Finance is split into two components: 1) corporate finance, and 2) financial planning and analysis (FP&A). Corporate finance is transactional and utilizes the balance sheet (most notably, debt and equity capital). FP&A is operational, including the deciphering of historical performance (the ‘A’) and the forward view characterized by budgeting, forecasting, and scenario analysis (the ‘P’). 

Although the finance tree is the one with the fruit of the future, there’s no avoiding accounting when historical performance is part of the equation. The intersection of accounting and finance is the bridge from the backward to forward financial view of your business.

Below are 3 pieces of low-hanging fruit that growing SMBs can snag to improve their finance function and their finance future. 

Clean Up the Books for Insight, Flexibility, and Scalability

Accounting matters for finance. Historical financial information is needed to perform all sorts of analyses: business profitability, customer profitability, product line mix/profitability, fixed vs. variable cost analysis, cash cycles, etc. To properly leverage this insight, you need:

  • Accurate numbers
  • Timely availability
  • Underlying detail to complete analyses (such as product line breakdowns)

Getting to a good place on the books is easier than ever before. Expert service providers have mastered accounting work flows, and in many instances can outsource the bulk (if not all) of your accounting department. These solutions are extremely cost-effective, remove the pain of accounting employee turnover, and drive down the time for financial analysis by providing a clean base of information. We’re big fans, even participating in the design and report development process to maximize the value of the service to the businesses we serve.

Low-Hanging Fruit #1: Get the books right and get more than performance insight. Readily scale with the addition of new products or locations, create replicate-able and trainable processes, and meet monitoring and compliance requirements of outside capital providers. Don’t let information failure limit your financing flexibility!

Track Operating Data by Whatever Means Necessary

Each business has its unique set of drivers and metrics – those that are both applicable and material are your operational and financial key performance indicators (KPIs). Unit backlogs, current pricing, labor utilization, per-unit breakdown of input costs – these are the types of current and forward-looking items that factor in to how you’ll make your money (and allow you to forecast!). The financial performance is confirmation, and while you should make sure the story checks out, the path forward is not found in the past.

When it comes to tracking operating data for SMBs, start early. You may not have access to automatic data capture or top-end ERP systems to speed the velocity of information, but that process starts from ground zero with you. Intuition can take you far, but until they commercialize cloning devices, it is not a plan to handle growth.

**Task brief:** In the passage on small-business finance, what two components is finance split into?

**Extracted records:**

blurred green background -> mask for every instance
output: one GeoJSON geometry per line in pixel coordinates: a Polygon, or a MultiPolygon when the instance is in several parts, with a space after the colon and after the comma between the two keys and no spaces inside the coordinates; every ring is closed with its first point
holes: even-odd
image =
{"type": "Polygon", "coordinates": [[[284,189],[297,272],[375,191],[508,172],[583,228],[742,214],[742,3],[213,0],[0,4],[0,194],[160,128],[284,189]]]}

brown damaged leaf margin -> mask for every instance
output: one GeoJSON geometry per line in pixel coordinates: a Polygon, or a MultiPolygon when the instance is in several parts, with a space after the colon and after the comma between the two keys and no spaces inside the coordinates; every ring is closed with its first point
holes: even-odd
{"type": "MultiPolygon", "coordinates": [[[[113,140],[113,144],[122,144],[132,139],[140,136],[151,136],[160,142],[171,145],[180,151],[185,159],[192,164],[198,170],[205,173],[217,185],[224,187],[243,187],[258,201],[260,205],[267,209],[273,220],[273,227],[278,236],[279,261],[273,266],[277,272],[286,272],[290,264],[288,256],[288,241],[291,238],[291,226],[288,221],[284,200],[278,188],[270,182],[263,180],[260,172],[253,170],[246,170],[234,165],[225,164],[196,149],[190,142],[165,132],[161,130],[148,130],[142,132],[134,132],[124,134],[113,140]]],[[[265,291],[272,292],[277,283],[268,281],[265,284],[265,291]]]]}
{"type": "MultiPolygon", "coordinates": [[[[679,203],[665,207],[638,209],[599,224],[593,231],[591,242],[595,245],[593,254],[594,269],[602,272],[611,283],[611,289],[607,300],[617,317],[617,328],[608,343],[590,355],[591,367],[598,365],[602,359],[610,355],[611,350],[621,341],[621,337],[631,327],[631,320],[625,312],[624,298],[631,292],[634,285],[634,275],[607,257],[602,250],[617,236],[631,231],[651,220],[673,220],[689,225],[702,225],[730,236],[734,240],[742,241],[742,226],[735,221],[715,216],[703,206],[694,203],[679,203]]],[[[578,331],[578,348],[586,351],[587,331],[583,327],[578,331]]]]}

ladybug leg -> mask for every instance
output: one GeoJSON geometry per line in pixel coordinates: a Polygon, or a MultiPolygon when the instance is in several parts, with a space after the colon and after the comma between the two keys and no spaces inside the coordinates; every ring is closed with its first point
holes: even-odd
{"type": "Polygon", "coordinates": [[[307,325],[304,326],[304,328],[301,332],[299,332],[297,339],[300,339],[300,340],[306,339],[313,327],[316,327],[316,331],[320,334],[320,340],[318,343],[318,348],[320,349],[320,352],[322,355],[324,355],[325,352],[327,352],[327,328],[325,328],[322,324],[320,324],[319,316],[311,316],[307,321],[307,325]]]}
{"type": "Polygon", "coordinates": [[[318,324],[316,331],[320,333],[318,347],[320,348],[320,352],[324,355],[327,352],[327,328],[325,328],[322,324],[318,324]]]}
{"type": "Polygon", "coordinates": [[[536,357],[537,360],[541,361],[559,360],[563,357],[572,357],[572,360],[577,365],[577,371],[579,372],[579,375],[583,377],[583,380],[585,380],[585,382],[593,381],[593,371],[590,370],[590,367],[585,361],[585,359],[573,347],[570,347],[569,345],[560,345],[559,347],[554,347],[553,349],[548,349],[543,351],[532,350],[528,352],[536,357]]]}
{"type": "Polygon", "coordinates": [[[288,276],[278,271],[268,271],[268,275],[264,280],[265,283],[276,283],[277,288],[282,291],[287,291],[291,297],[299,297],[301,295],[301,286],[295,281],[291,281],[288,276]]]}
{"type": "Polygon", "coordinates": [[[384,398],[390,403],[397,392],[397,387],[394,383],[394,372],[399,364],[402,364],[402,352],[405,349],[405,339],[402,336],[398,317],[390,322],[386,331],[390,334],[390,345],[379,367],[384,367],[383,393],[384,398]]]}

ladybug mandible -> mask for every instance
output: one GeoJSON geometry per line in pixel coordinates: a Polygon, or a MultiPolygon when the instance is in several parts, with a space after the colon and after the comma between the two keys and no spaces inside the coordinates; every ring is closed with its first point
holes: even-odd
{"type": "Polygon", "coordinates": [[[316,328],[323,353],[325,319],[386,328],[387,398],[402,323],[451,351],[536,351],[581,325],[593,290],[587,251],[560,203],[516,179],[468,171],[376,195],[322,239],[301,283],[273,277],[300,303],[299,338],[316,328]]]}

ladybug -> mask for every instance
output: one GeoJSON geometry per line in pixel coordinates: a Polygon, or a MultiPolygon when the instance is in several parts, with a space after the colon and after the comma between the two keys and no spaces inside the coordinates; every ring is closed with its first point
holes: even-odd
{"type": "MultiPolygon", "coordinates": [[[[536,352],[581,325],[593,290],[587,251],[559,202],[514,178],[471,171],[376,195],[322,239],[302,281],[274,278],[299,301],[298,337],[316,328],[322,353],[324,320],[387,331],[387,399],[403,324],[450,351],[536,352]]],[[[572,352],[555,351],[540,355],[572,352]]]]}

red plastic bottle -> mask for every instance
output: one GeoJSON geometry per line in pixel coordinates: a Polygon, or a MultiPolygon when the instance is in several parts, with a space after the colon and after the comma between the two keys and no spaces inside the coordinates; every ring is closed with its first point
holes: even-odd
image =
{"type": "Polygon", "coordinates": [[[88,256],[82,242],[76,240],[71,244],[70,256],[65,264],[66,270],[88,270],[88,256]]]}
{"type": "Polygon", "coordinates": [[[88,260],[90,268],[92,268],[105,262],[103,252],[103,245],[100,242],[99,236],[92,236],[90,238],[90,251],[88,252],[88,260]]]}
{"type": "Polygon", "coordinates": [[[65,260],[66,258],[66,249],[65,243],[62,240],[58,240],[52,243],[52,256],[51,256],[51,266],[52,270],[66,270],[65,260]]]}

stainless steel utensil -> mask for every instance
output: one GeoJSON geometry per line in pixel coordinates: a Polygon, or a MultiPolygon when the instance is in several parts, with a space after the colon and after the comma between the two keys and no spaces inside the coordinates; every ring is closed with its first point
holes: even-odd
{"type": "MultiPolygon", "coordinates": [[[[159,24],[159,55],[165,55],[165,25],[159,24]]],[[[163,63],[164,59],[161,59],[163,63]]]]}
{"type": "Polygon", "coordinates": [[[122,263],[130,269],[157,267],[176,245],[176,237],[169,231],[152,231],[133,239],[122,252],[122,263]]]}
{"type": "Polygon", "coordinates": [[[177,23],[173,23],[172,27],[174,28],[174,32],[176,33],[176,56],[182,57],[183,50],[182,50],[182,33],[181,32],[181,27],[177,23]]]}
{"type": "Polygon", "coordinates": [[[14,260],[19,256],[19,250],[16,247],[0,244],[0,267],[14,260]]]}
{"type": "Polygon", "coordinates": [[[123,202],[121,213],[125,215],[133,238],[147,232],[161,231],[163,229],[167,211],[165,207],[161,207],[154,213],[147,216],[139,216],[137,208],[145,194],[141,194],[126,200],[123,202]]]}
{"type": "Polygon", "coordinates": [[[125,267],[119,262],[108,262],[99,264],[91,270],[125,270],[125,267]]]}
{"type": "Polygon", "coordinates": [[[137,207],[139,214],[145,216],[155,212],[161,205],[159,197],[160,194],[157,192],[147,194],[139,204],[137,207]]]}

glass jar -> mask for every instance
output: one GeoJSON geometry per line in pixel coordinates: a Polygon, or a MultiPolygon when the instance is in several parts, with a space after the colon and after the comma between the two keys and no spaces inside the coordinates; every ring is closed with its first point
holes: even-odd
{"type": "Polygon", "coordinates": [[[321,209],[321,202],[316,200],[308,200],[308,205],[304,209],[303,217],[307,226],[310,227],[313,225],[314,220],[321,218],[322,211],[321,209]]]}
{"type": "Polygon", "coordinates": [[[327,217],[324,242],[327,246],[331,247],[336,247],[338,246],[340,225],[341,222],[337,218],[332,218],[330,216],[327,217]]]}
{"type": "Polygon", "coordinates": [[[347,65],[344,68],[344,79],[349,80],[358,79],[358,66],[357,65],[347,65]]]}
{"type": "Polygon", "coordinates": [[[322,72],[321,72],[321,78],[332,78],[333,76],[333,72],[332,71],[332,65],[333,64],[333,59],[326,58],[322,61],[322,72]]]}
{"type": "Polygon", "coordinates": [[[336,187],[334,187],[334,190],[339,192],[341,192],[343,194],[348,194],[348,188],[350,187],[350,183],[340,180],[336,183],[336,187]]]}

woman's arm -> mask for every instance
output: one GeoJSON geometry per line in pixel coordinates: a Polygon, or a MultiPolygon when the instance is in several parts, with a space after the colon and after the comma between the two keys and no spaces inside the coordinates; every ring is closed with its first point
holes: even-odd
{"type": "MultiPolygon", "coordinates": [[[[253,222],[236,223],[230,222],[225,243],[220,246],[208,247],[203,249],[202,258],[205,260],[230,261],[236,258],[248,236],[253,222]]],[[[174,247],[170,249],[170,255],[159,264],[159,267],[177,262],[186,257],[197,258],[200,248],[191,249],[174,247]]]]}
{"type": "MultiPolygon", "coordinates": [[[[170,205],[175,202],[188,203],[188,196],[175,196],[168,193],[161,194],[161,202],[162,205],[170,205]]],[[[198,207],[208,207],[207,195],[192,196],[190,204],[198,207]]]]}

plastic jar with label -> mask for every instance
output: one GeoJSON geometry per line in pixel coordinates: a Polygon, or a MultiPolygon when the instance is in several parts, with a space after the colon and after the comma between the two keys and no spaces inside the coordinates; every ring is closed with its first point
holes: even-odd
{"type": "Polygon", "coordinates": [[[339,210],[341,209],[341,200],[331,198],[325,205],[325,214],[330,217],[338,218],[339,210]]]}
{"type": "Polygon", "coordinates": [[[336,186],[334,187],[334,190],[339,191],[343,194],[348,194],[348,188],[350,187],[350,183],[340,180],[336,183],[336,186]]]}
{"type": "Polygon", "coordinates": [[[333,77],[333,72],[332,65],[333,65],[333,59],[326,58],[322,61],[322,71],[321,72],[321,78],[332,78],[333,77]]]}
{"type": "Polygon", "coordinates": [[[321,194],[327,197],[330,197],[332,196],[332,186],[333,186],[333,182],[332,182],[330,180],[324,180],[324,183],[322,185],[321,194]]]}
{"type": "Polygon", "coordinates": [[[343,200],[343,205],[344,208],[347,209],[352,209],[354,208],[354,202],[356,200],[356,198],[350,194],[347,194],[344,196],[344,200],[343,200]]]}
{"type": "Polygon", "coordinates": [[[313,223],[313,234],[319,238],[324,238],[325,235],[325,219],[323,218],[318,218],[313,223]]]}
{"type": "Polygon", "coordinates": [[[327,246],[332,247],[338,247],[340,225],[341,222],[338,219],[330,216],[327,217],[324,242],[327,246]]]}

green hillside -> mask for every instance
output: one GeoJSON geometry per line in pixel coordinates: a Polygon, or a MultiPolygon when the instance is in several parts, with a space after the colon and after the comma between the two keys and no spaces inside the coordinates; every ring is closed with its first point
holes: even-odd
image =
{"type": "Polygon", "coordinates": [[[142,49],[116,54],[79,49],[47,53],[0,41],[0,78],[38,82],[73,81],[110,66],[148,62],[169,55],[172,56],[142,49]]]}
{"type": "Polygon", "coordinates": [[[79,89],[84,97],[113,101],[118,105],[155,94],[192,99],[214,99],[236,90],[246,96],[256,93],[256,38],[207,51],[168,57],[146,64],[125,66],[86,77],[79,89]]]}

**Full answer:** Corporate finance, and financial planning and analysis (FP&A).